Markets at the Fed’s mercy (but here’s why you don’t have to be)
It’s a simple and noble goal, one that we hear from our clients every day: You want to protect your savings, to ensure that you’ll be able to maintain your lifestyle (not just now, but throughout retirement) and maybe even pass some wealth on to your loved ones. Everyone should have that right.
But the way the markets have gone in recent years, especially in the last few weeks, we’re hearing from more and more people that they feel as though they’re losing control over their financial destiny. The latest example? The Federal Reserve merely suggested the other week that it may taper its stimulus program of Quantitative Easing, and it sent the stock market into a free fall. Unfortunately, this isn’t the first time Ben Bernanke has influenced the market. Month after month, year after year, Bernanke can so much as just look at someone the wrong way and the markets have swung wildly.
Do you really want your savings to be at the mercy of Ben Bernanke?
Fortunately, there is a way to free your savings from this mess… and it’s to beat the Fed at its own game: Become your own Central Bank.

^^^^

Challenge A
In the article about the Fed and your savings, what did the Federal Reserve suggest that sent the stock market into a free fall?
Challenge B
Render this sentence from the article about the Fed and your savings in Spanish: "Do you really want your savings to be at the mercy of Ben Bernanke?"
Challenge C
Proceed with the article about the Fed and your savings, picking up right after its final sentence.
The point placement entries aren't needed for anything here.

[Point placement records]
^^^^

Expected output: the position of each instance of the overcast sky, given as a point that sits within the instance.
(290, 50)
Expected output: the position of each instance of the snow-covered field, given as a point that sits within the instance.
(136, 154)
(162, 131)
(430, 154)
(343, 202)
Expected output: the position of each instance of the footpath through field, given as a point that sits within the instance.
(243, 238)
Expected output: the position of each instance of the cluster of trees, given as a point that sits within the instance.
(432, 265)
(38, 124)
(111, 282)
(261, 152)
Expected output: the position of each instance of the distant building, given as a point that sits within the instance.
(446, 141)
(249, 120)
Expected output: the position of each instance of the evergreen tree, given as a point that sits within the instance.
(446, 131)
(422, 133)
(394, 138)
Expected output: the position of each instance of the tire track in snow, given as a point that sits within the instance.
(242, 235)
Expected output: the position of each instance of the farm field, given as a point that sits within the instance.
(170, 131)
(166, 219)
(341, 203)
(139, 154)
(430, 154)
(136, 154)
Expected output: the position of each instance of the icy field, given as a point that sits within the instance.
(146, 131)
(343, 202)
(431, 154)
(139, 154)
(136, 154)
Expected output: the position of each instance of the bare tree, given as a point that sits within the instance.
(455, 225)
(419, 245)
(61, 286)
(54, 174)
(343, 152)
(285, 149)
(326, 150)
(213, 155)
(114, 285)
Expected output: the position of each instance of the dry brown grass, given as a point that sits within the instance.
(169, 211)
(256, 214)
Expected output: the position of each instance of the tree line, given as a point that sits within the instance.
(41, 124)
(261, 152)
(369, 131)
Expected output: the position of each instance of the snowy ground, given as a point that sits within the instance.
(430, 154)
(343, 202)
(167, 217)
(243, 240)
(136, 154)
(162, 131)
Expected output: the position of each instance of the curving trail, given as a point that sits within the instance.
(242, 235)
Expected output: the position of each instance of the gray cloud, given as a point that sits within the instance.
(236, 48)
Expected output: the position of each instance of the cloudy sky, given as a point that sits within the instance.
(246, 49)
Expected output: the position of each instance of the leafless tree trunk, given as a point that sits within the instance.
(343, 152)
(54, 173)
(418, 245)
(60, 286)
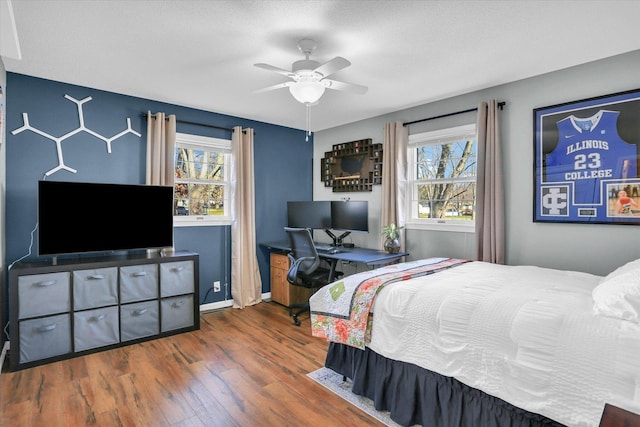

^^^^

Final answer A
It suggested that it may taper its stimulus program of Quantitative Easing.

Final answer B
¿De verdad quiere que sus ahorros estén a merced de Ben Bernanke?

Final answer C
Whatever your savings are in, back them with physical gold and silver. Central Banks across the world already do it, and they continue to take possession of more, and more, and more (the Federal Reserve included). Consider that Central Banks have bought more gold than they’ve sold for nine consecutive quarters now. And in just the last week, several Eastern European banks purchased 580 tons of gold – that’s a massive 25% of the world’s annual gold mine production!
In a piece titled “Why I Own Gold”, Axel Merk of Merk Investments recently put it best:
“We don’t think investors should rely on their government to preserve their purchasing power. Indeed, a government in debt does not have its interests aligned with those of investors. As such, an investor interested in a gold-backed currency should create their personal gold standard should they desire one.”
You don’t have to believe that gold and silver are the sole answer; other investment options can be perfectly suitable as part of your portfolio. But we do firmly believe that for any savings portfolio to be sensible, you should do as the Central Banks do and back your assets with gold and silver.
Gold and silver may be down the last few weeks… but no matter how low they may go in the short term, physical precious metals will always hold value. You can’t say that about stocks. You can’t say that about the dollar. So do the sensible thing and back your assets with physical gold and silver. If your stocks ever go to zero, if the dollar ever goes to zero, you’ll be glad you did.
Precious metals on the move
London Fix PM price at week’s end, and change over previous Friday:
- Gold: $1,192.00, down 8.0%
- Silver: $18.86, down 5.1%
- Platinum: $1,317.00, down 3.5%
- Palladium: $643.00, down 4.3%
In the news
The only way to protect your savings from impending financial disaster?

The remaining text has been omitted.